• PROBLEM TO WORK ON:
Please turn the lines below into a JSON list of strings, with one string for each line and blank lines left out.

(Items listed in a dataset)

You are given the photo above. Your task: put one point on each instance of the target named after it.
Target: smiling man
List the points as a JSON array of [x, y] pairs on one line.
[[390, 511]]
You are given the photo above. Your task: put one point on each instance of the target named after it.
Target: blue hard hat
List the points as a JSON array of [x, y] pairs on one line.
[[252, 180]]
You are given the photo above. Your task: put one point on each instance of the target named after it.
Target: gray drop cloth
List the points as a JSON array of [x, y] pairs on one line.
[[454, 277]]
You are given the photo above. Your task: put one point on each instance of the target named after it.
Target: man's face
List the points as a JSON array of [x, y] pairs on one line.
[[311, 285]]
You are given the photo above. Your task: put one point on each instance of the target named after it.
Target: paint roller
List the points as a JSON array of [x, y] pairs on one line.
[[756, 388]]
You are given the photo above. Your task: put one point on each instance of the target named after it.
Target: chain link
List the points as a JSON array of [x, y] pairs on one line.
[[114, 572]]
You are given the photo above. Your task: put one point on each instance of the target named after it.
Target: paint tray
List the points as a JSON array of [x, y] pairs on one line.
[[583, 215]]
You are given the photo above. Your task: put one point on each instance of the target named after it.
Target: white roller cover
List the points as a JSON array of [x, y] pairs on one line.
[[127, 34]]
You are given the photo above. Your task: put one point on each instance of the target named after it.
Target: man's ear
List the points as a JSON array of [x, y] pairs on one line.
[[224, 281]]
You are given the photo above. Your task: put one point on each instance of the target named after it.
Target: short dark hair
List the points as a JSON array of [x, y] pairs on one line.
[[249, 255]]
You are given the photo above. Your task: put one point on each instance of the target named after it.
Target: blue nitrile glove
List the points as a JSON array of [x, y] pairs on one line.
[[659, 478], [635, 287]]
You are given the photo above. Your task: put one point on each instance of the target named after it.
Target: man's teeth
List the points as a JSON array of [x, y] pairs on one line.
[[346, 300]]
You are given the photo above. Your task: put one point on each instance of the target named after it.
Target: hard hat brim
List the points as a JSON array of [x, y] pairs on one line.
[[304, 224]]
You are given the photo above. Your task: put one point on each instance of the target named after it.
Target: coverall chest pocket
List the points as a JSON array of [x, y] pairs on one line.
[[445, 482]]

• RESULT OF THE EXERCISE:
[
  "You are given the photo above. Your task: put one point on each instance of the target named after it.",
  "Target: smiling man",
  "List the points as a JSON array of [x, y] pairs on one line.",
  "[[390, 511]]",
  "You are given the photo above. Your task: put one point on each instance of the target named after it.",
  "Target: blue hard hat",
  "List the points as a JSON array of [x, y] pairs on one line.",
  "[[252, 180]]",
  "You are given the photo above. Your task: put one point on each instance of the target named after it.",
  "Target: gray drop cloth",
  "List the points as a JSON array of [x, y] pairs on one line.",
  "[[454, 277]]",
  "You are given the photo above. Your task: put one point on each instance of the target named after it.",
  "Target: man's face",
  "List the points as a JSON array of [x, y] pairs on one line.",
  "[[311, 285]]",
  "You are given the photo above. Your task: put one point on each instance of the target named after it.",
  "Target: paint roller",
  "List the points as a JSON array of [x, y] pairs on one line.",
  "[[756, 388]]",
  "You are given the photo above. Your task: put one point on each instance of the target named after it.",
  "Target: chain link",
  "List the points as a JSON array of [x, y] pairs on one line.",
  "[[114, 572]]",
  "You are given the photo above. Your task: put one point on each instance of the target named after it.",
  "Target: paint tray",
  "List the points as a JSON array of [x, y] pairs on one line.",
  "[[583, 215]]",
  "You are given the photo above. Your task: put one point on each instance of the target named after it.",
  "Target: white roller cover",
  "List the points as a JSON array of [x, y] pairs on one line.",
  "[[127, 34]]",
  "You are given the photo above. Your task: put one point on each instance of the target named after it.",
  "Target: man's ear",
  "List the points as a JSON array of [x, y] pairs on one line.",
  "[[224, 281]]",
  "You are given the photo above. Your task: put one point on each instance of the target named after it.",
  "Target: short dark hair",
  "List the points as a JSON array of [x, y] pairs on one line.",
  "[[249, 255]]",
  "You are given the photo above. Your task: put one point on each instance of the target named after it.",
  "Target: blue nitrile glove",
  "List the points as a JSON array of [x, y] pairs on one line.",
  "[[659, 478], [635, 287]]",
  "You are given the photo above. Your task: put one point on each instance of the target named after it.",
  "Target: man's teeth",
  "List the points as a JSON array of [x, y] pairs on one line.",
  "[[346, 300]]",
  "You are given the photo above. Your task: put one point on each instance of the target named after it.",
  "Target: hard hat brim",
  "List the points as a JSON array of [x, y] pairs on one line.",
  "[[304, 224]]",
  "You are given the photo above. Your task: put one point on each instance of the target named after it.",
  "Target: coverall chest pocket",
  "List the points as a JSON array of [x, y] pairs on one line.",
  "[[445, 482]]"
]